- _BRIEF_: Return every line of the records that includes the string "green".

Records from a data collection:
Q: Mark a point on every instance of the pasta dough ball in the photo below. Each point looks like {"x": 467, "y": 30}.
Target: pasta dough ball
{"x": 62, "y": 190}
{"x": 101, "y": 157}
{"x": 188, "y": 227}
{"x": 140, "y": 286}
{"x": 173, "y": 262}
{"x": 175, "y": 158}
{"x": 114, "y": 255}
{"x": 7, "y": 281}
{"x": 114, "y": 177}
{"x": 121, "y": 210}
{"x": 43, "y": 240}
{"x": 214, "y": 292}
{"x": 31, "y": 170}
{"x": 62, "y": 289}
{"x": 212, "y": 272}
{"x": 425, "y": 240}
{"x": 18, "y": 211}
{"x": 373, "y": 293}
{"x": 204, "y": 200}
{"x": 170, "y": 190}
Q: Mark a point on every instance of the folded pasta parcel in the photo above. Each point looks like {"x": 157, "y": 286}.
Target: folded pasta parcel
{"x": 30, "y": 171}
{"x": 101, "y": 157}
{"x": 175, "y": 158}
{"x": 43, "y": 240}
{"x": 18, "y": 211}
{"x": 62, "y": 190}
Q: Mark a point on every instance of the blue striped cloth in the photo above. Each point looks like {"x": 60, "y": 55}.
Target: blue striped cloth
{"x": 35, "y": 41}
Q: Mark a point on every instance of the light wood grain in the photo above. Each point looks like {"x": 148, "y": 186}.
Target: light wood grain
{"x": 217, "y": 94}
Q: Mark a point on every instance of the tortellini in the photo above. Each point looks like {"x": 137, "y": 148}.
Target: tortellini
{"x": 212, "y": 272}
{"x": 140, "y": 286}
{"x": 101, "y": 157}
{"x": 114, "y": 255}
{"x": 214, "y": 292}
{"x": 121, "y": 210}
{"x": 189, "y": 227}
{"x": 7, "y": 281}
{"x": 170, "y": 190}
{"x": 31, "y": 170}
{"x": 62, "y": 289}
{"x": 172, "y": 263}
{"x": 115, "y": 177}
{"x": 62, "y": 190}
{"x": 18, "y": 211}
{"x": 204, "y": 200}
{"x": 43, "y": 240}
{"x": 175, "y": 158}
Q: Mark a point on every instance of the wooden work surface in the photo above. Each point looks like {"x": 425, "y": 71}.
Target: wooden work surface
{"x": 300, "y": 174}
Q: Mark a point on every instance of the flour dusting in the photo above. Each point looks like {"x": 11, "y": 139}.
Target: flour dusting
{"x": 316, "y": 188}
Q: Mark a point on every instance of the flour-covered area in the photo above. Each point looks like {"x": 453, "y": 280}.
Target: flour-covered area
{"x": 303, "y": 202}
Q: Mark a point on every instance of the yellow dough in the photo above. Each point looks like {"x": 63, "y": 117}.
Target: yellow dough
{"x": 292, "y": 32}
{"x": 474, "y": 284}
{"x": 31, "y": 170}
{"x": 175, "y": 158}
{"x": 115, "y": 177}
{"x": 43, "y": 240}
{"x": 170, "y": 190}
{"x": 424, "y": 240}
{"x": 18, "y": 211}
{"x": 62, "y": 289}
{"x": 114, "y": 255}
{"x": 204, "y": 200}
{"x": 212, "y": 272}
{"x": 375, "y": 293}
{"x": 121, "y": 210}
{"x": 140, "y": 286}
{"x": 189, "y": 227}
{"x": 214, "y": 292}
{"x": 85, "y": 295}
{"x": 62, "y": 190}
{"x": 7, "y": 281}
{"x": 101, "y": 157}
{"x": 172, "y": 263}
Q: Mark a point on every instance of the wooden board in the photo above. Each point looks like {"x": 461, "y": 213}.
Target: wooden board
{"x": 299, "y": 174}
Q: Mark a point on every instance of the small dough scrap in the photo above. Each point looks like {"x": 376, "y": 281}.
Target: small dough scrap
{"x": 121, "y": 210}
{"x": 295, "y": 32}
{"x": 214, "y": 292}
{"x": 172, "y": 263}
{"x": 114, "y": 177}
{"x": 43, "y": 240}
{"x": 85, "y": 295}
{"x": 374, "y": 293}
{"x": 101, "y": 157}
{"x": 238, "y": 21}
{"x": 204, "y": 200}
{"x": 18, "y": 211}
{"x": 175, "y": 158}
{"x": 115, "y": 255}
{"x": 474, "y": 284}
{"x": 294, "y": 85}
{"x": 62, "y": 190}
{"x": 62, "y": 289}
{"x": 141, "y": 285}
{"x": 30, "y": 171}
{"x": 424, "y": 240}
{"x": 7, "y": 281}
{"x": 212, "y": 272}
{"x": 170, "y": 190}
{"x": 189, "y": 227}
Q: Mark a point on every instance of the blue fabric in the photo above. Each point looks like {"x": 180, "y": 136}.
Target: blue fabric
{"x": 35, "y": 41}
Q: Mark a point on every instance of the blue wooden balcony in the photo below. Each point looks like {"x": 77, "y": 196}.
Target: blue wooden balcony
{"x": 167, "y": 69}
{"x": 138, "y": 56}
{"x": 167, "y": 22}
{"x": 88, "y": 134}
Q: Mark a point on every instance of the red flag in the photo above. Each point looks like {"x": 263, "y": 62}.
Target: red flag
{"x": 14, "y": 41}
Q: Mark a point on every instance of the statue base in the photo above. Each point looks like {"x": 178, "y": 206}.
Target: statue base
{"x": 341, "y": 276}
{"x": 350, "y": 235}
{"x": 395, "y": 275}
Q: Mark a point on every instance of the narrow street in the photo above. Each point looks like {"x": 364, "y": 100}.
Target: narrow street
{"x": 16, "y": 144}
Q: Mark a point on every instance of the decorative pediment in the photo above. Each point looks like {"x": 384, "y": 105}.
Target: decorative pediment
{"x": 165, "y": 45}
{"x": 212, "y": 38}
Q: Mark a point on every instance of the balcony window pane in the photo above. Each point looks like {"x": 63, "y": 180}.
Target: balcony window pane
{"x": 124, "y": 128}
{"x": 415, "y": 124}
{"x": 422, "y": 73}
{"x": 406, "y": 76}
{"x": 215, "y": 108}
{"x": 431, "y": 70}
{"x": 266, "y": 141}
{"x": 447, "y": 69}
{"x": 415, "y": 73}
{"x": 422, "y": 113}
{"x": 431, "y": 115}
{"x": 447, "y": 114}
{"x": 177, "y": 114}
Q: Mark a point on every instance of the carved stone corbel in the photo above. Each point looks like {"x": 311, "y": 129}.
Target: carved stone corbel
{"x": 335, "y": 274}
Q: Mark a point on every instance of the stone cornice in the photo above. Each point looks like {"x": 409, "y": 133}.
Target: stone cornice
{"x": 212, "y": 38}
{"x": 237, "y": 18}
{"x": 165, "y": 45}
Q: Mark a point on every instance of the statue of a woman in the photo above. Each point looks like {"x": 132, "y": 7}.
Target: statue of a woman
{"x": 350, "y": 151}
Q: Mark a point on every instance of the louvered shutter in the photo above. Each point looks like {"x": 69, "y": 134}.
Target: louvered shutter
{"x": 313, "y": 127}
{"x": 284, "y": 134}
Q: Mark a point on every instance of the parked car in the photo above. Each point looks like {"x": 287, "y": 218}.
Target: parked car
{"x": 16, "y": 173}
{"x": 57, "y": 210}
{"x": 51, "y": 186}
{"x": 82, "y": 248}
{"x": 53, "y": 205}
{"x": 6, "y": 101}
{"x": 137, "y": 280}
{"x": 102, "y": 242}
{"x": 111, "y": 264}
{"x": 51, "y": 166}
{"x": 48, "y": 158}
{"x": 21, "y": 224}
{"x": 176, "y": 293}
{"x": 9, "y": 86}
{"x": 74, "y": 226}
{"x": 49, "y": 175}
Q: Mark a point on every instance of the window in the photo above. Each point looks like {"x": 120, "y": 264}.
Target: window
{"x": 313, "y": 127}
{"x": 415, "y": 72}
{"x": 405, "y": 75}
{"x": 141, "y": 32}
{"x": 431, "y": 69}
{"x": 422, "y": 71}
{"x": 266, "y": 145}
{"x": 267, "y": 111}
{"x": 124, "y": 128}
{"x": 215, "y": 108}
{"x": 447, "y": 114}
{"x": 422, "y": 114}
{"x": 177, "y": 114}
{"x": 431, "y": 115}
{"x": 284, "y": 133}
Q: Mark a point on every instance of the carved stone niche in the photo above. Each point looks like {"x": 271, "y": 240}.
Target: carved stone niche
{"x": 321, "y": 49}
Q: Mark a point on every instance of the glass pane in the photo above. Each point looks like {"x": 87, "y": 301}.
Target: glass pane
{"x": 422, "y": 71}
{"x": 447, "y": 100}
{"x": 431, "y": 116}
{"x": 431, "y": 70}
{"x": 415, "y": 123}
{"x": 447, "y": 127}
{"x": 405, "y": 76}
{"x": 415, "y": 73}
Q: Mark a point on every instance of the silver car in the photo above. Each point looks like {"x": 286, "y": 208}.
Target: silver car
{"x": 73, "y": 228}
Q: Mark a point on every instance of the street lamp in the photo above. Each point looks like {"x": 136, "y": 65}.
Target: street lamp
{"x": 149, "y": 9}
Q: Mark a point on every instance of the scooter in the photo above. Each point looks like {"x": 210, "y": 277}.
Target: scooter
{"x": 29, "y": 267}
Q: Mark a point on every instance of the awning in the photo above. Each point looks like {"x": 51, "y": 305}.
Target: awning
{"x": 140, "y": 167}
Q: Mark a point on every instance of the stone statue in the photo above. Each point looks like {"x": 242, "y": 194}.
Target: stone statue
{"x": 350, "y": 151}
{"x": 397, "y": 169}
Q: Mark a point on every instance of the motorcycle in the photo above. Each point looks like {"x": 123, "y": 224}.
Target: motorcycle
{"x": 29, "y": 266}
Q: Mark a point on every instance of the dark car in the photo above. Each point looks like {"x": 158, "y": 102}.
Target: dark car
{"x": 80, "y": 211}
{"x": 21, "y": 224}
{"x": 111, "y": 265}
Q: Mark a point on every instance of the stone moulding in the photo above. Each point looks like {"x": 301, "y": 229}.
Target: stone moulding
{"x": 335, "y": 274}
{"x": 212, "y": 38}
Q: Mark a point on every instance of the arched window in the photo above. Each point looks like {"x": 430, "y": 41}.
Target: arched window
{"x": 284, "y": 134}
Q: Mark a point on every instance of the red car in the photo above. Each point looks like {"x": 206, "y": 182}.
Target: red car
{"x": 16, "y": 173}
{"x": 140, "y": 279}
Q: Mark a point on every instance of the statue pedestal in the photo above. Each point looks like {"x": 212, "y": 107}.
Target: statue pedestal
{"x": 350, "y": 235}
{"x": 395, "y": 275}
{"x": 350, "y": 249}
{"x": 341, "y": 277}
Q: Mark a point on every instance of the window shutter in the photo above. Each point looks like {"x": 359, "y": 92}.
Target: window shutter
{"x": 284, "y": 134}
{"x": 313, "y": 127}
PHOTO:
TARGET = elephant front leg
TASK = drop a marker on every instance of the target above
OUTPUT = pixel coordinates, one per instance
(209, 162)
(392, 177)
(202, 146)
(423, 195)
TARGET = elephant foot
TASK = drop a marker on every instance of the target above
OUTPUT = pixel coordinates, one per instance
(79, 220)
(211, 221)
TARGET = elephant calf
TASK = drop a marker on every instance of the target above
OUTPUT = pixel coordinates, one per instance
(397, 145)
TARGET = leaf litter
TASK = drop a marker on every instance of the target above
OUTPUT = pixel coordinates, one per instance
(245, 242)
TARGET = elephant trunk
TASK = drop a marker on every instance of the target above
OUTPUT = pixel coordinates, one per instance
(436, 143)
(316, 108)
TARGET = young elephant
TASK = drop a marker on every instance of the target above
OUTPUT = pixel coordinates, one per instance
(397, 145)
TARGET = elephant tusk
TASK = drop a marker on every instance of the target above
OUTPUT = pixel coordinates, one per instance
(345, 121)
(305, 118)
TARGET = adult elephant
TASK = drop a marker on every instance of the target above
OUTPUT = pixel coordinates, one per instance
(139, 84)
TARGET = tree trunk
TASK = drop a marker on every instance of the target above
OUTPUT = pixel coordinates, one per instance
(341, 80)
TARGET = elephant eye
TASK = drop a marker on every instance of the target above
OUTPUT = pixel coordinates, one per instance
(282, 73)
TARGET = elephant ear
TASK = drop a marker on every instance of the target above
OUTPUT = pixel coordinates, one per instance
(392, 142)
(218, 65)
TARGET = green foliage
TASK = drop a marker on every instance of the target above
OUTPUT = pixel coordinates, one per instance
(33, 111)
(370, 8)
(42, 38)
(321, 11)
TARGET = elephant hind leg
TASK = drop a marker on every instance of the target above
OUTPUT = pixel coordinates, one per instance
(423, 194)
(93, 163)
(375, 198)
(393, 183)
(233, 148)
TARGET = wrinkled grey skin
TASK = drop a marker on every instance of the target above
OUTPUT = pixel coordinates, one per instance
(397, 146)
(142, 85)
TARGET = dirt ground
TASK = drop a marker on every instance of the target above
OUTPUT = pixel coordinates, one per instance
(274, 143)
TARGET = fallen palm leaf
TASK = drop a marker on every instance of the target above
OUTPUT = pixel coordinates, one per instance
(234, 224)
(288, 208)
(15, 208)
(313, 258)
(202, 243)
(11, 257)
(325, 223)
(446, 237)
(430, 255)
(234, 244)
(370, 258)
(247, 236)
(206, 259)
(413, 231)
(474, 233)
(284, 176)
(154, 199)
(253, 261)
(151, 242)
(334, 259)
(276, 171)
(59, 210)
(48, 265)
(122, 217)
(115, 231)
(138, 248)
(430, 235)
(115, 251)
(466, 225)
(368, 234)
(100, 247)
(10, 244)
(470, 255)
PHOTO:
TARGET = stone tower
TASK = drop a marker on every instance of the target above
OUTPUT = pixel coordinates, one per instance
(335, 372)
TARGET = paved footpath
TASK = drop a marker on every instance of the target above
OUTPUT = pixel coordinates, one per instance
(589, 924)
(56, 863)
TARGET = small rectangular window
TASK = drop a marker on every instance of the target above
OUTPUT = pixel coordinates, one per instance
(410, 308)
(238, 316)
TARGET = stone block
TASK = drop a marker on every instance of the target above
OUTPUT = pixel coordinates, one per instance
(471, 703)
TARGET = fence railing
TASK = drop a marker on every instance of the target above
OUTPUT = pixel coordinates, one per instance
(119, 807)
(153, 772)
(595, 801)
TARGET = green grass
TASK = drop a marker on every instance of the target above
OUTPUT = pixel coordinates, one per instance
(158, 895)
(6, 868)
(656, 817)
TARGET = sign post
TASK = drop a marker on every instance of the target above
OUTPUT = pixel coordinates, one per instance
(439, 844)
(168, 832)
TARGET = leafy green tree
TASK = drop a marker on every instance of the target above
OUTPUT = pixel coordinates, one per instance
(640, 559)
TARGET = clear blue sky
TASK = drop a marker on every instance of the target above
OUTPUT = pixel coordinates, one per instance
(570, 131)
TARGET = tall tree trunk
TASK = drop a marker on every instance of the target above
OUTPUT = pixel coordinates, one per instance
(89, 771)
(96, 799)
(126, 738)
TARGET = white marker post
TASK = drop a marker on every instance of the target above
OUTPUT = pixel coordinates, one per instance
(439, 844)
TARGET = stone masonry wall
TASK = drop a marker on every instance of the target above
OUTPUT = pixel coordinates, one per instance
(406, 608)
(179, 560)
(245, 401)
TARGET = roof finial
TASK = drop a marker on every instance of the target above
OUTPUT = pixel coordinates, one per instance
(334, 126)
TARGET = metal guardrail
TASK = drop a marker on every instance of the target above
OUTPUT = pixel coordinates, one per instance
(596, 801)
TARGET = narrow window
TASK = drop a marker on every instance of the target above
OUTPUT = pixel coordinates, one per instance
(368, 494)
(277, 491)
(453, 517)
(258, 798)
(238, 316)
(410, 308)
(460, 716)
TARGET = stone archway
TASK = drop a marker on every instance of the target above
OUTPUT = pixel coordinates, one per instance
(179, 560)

- _REPLY_:
TARGET = green foliage
TARGET = green grass
TARGET = leafy green tree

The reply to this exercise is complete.